■ Written instruction a: Reproduce the company update below from "The larger holders" up to and including "(4.5p) per share.".

■ Text excerpt:
------

Further gains have been made across the group's critical infrastructure, public space, and transport sectors, including the award of new projects from local authority housing associations and the West Midlands Police.


Mid-May saw the group secure a £1.1m contract with Stagecoach, the UK’s largest bus and coach operator, for its On-Board Hub system, which simplifies the deployment of on-board surveillance technology, and then streamline operations, creating an integrated platform improving the operator and passenger experience.


Then on Wednesday 4th June the group announced that it had secured a five-year contract extension with a major casino operator in South-East Asia.


Trading Update


On Monday 9th June the group issued a Trading Update for the six months to end-May.


It noted that it had continued to see solid order intake and ongoing new business momentum across the group in its first half, with trading for the year to end-November comfortably in line with market expectations, which are for the current year revenue of £65.0m, with an adjusted pre-tax profit of £5.3m before share-based payments of around £0.5m.


The Equity


There are 17,794,439 shares in issue.


The larger holders include Whitehall Consolidated (25.72%), Downing Ventures (7.22%), Mchale Muldoon (3.29%), Sorbus Partners (3.28%), Stonehage Fleming Investment Management (2.70%), Hargreaves Lansdown Asset Management (1.78%), Aberdeen Investment Management (1.55%), KW Investment Management (1.34%), Herald Investment Management (0.87%) and Barclays Investment Solutions (0.82%).


Broker’s View


Analyst Rob Sanders, at Shore Capital Markets, has estimates out for the group’s year to end-November 2025 showing £65.0m (£55.8m) revenues, lifting its adjusted pre-tax profits to £5.3m (£4.7m), with earnings of 24.9p (21.6p) and paying a dividend of 6.5p (4.5p) per share.


For 2026 he looks for £70.5m sales, £6.0m profits, 28.4p earnings and a dividend per share of 8.0p.


He estimates that the year to end-November 2027 could show £75.1m revenues, £6.8m profits, with earnings leaping to 32.1p, easily covering a dividend of 10.0p per share.


In a recent note on the group, which stated a 486p DCF valuation per share, Sanders stated that:


“Even though the share price has performed well over the last 12 months or so, we believe that the valuation metrics in the outer years, suggest there is scope for further significant share price upside.”


My View


In the last year this group’s shares have been down to 161p, that was in early August 2024, they climbed to a 370p High in January this year, since when they dipped to 246p in April, before rising back to trade in the 310p to 330p price range.


It is still early days in the group’s development, even so I do see it winning a mass of new global business over the next couple of years.


I rate the group’s shares, now 317p, as a very worthy portfolio constituent for any investor looking for growth.

Accordingly, I now set a Target Price of 395p.

------

■ Material for the task:
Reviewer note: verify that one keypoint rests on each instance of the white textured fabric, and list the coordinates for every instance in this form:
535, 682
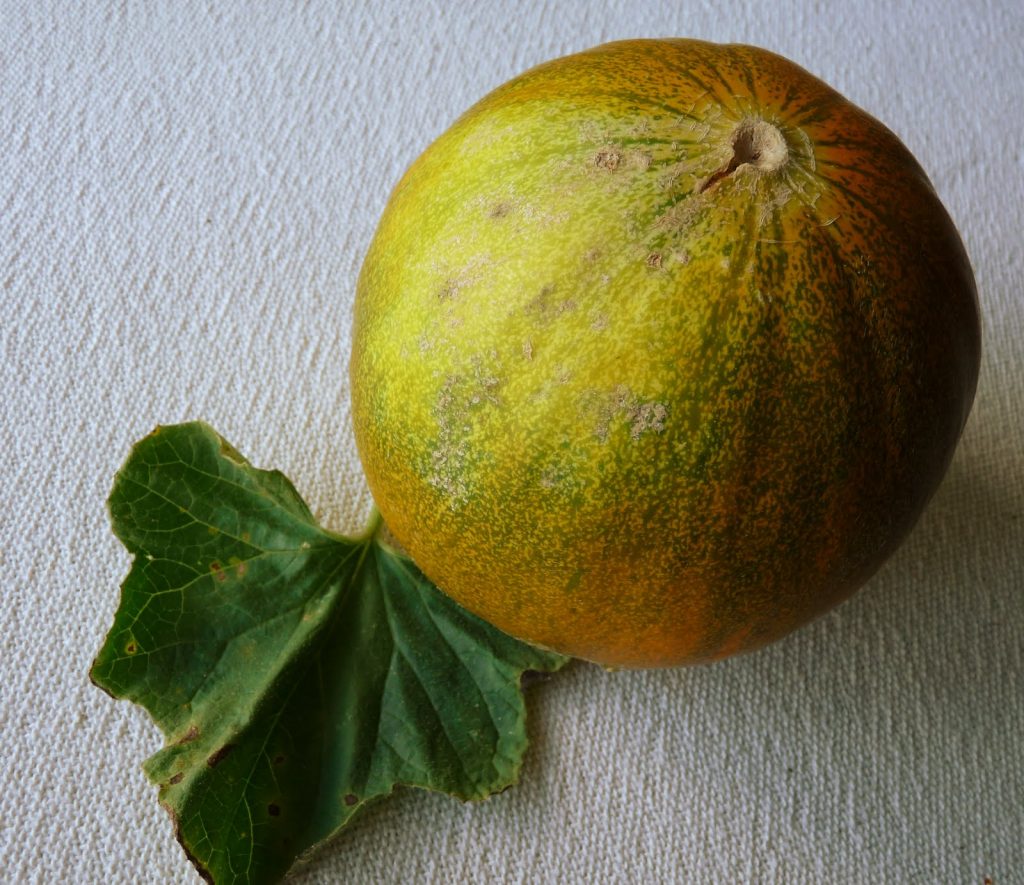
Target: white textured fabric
186, 192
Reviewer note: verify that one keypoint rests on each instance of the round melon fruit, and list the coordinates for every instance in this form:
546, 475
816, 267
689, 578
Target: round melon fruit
659, 351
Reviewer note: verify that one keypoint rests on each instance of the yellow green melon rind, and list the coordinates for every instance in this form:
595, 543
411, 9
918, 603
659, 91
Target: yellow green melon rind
633, 409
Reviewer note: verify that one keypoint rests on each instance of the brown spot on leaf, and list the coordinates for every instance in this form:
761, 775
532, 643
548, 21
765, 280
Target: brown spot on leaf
219, 755
188, 736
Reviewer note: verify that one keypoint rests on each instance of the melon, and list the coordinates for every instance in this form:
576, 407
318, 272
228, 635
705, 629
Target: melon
659, 351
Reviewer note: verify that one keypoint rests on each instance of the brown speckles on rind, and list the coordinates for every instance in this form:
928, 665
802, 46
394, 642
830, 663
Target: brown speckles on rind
608, 159
709, 502
621, 405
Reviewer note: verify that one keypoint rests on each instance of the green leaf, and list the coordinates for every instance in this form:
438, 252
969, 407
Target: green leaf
295, 674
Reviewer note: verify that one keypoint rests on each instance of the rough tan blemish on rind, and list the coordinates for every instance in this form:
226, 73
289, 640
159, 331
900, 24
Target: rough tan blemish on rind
458, 397
608, 158
622, 405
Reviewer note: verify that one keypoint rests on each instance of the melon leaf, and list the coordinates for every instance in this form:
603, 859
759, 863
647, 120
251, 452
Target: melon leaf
296, 674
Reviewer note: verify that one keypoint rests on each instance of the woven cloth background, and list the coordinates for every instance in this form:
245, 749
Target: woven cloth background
186, 192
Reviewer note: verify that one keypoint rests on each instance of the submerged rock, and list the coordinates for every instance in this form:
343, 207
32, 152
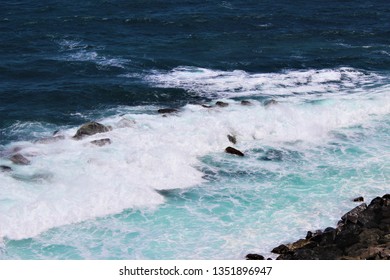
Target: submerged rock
362, 233
246, 103
5, 168
90, 128
19, 159
254, 257
221, 104
232, 139
273, 155
270, 102
52, 139
167, 111
101, 142
233, 151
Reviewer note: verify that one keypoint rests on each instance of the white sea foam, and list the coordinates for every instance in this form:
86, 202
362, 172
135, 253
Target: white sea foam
77, 51
216, 83
70, 181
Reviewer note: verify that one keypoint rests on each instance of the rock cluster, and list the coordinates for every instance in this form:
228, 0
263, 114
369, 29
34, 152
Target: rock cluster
362, 233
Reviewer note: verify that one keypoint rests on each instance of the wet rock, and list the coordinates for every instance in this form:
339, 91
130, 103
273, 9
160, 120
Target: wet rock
362, 233
270, 102
167, 111
272, 155
233, 151
358, 199
5, 168
221, 104
19, 159
352, 215
232, 139
246, 103
53, 139
281, 249
89, 129
254, 257
101, 142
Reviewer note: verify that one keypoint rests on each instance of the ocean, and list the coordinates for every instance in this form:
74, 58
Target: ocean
315, 131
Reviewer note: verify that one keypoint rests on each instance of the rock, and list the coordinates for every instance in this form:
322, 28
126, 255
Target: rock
48, 140
254, 257
358, 199
246, 103
232, 139
221, 104
167, 111
352, 215
273, 155
101, 142
19, 159
362, 233
89, 129
270, 102
281, 249
5, 168
231, 150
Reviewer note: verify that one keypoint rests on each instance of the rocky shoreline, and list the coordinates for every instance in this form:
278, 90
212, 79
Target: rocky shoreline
362, 234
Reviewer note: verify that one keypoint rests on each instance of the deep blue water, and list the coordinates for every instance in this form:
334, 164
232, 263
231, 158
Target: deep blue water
63, 63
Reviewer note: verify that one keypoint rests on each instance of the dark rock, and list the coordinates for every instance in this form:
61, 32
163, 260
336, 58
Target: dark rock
254, 257
221, 104
246, 103
19, 159
101, 142
362, 233
167, 111
281, 249
352, 215
5, 168
231, 150
90, 128
232, 139
270, 102
273, 155
48, 140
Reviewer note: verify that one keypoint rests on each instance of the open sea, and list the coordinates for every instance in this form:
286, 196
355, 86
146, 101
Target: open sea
315, 135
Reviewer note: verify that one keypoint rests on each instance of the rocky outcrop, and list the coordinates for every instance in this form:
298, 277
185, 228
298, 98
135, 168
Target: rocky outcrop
221, 104
19, 159
270, 102
233, 151
232, 138
5, 168
101, 142
90, 128
362, 233
167, 111
246, 103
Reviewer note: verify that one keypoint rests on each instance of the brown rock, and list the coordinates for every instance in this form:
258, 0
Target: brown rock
232, 139
167, 111
90, 128
19, 159
233, 151
101, 142
221, 104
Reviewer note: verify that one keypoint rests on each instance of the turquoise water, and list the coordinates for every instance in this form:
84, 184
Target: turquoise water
164, 188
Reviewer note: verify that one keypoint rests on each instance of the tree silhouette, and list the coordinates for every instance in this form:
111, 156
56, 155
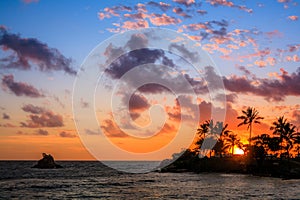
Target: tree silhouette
249, 117
202, 132
262, 140
287, 133
231, 141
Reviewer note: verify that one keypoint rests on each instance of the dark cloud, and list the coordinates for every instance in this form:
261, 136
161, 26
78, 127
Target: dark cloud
20, 88
92, 132
42, 132
270, 89
229, 4
5, 116
84, 104
67, 135
41, 117
230, 98
30, 52
244, 70
137, 41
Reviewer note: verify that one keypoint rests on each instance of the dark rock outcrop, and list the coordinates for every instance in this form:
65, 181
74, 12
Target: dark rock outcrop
47, 162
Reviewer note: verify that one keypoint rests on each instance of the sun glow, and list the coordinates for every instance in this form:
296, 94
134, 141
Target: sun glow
238, 151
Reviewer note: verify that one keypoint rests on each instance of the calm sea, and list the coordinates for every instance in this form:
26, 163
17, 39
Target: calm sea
92, 180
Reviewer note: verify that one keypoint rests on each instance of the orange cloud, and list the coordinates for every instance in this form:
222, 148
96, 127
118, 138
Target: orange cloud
162, 20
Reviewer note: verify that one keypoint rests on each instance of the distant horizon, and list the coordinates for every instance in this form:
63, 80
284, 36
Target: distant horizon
135, 79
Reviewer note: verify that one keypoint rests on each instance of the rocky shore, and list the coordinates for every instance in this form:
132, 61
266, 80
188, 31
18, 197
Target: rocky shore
275, 167
47, 162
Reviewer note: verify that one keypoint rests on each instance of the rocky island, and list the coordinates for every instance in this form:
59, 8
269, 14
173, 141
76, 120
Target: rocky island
47, 162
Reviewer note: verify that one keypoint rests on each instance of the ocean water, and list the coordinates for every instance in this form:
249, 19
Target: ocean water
92, 180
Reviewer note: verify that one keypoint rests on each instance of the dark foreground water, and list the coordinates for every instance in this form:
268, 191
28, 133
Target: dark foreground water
92, 180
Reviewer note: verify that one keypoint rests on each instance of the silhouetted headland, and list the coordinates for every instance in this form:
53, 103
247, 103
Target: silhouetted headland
269, 167
47, 162
276, 155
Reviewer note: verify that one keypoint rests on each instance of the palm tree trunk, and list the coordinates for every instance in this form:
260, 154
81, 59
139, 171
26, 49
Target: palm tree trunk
250, 134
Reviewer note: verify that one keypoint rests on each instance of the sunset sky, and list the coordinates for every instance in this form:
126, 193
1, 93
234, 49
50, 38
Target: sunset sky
255, 46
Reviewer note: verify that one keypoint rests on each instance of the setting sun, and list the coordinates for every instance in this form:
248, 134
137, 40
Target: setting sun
238, 151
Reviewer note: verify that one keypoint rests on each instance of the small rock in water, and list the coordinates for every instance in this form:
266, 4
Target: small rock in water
47, 162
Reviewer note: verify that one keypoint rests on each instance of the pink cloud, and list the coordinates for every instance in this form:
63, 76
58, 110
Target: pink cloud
293, 17
162, 20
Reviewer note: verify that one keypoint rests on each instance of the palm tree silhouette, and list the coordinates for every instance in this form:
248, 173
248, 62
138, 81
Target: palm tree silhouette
231, 141
249, 117
287, 133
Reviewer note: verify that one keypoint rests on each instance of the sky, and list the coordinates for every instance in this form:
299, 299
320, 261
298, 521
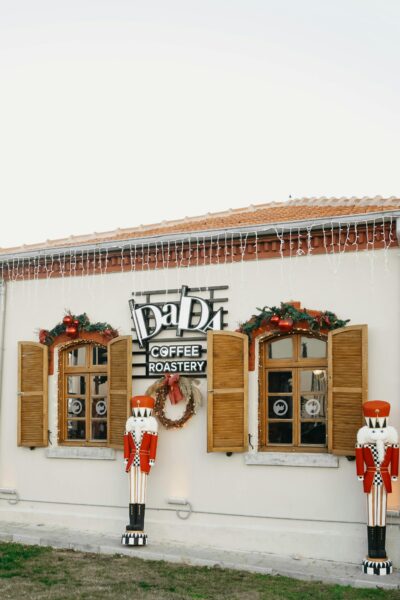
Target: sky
117, 113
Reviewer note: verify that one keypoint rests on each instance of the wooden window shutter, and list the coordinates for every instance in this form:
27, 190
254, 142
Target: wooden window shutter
119, 388
32, 394
347, 387
227, 355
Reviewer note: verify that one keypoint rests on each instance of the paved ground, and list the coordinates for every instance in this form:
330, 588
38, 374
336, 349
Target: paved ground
271, 564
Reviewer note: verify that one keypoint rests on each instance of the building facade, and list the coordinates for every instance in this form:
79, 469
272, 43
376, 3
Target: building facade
284, 318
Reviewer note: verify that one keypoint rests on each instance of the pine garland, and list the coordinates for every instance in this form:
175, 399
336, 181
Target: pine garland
47, 336
322, 320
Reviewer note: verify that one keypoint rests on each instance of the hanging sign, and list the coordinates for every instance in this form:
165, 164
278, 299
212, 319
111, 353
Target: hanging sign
150, 319
190, 359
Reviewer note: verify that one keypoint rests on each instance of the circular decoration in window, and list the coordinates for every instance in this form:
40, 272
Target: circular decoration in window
280, 407
101, 408
76, 407
312, 407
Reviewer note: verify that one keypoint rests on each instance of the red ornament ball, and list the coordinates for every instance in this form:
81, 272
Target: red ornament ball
43, 336
286, 324
71, 331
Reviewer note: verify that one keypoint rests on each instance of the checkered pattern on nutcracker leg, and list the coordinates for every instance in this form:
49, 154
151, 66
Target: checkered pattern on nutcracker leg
376, 499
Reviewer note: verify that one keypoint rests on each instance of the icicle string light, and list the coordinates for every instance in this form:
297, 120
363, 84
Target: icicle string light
334, 238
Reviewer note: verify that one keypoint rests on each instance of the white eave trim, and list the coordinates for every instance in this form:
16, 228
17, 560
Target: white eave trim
186, 236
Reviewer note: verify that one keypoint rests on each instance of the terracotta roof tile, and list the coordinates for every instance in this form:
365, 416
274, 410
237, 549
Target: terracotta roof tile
293, 210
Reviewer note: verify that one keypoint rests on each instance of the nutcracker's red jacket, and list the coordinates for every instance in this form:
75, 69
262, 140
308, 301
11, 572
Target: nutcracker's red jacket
390, 461
147, 450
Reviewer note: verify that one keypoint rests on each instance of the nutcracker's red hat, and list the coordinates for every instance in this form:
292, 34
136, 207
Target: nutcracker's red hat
376, 408
142, 402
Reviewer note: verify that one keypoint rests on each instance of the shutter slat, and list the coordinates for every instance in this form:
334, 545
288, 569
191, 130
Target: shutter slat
227, 391
120, 388
32, 394
348, 386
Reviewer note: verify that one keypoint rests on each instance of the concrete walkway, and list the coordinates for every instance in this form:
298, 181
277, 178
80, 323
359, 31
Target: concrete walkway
257, 562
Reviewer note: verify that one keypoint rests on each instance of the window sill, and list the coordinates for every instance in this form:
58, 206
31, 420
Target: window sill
80, 452
291, 459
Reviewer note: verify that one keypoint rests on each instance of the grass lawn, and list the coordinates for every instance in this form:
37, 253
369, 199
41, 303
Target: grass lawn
38, 573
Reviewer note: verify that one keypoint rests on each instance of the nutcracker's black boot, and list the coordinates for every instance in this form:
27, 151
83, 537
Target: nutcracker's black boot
372, 542
134, 535
133, 518
381, 551
140, 516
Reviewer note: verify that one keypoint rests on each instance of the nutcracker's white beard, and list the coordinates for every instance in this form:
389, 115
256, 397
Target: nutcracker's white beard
380, 446
379, 437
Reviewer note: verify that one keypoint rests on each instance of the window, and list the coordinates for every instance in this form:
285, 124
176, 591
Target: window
294, 393
83, 389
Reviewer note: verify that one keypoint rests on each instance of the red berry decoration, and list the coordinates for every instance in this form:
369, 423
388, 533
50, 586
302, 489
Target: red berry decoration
274, 320
286, 324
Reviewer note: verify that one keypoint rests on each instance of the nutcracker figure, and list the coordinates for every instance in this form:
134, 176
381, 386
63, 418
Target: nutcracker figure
377, 460
140, 445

------

■ Written instruction b: Give back every line of the entries above that contains the word "wooden".

■ Problem solution a:
The larger holders include Whitehall Consolidated (25.72%), Downing Ventures (7.22%), Mchale Muldoon (3.29%), Sorbus Partners (3.28%), Stonehage Fleming Investment Management (2.70%), Hargreaves Lansdown Asset Management (1.78%), Aberdeen Investment Management (1.55%), KW Investment Management (1.34%), Herald Investment Management (0.87%) and Barclays Investment Solutions (0.82%).


Broker’s View


Analyst Rob Sanders, at Shore Capital Markets, has estimates out for the group’s year to end-November 2025 showing £65.0m (£55.8m) revenues, lifting its adjusted pre-tax profits to £5.3m (£4.7m), with earnings of 24.9p (21.6p) and paying a dividend of 6.5p (4.5p) per share.

■ Problem solution b:
Reviewer note: verify that one keypoint rests on each instance of the wooden window shutter, and list the coordinates for every instance in this form:
Target: wooden window shutter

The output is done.